(Referring expression data)
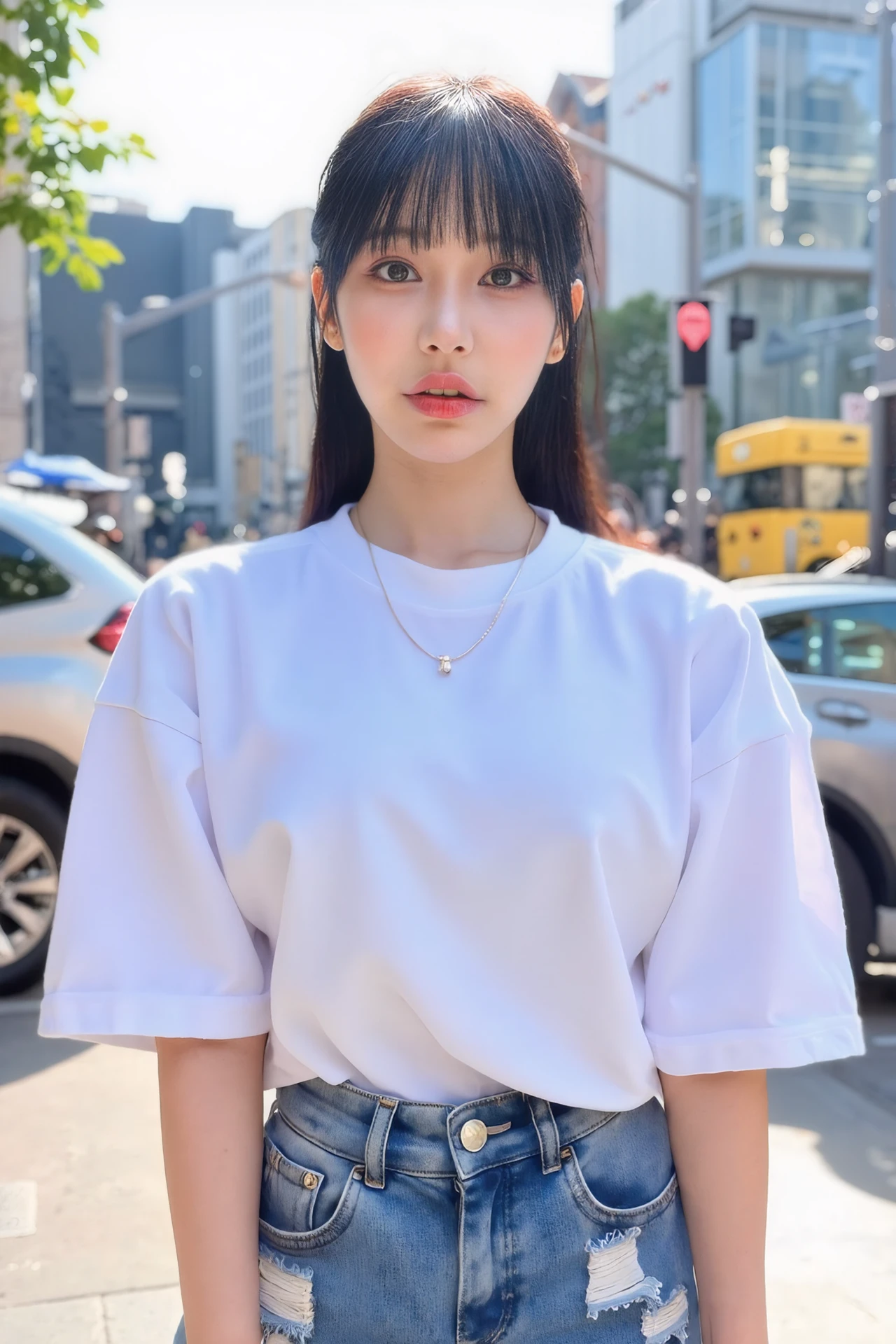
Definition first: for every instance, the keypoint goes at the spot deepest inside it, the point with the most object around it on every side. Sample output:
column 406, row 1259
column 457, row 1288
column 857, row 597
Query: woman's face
column 444, row 344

_What you are asked to do_
Transcribe each entry above character for character, omitting pictures.

_Task response_
Definition first: for every instance, the keypoint goes at the spot deepest inside it, the point with the most object around it on every side. Sample output:
column 406, row 1259
column 457, row 1288
column 857, row 597
Query: woman's face
column 444, row 344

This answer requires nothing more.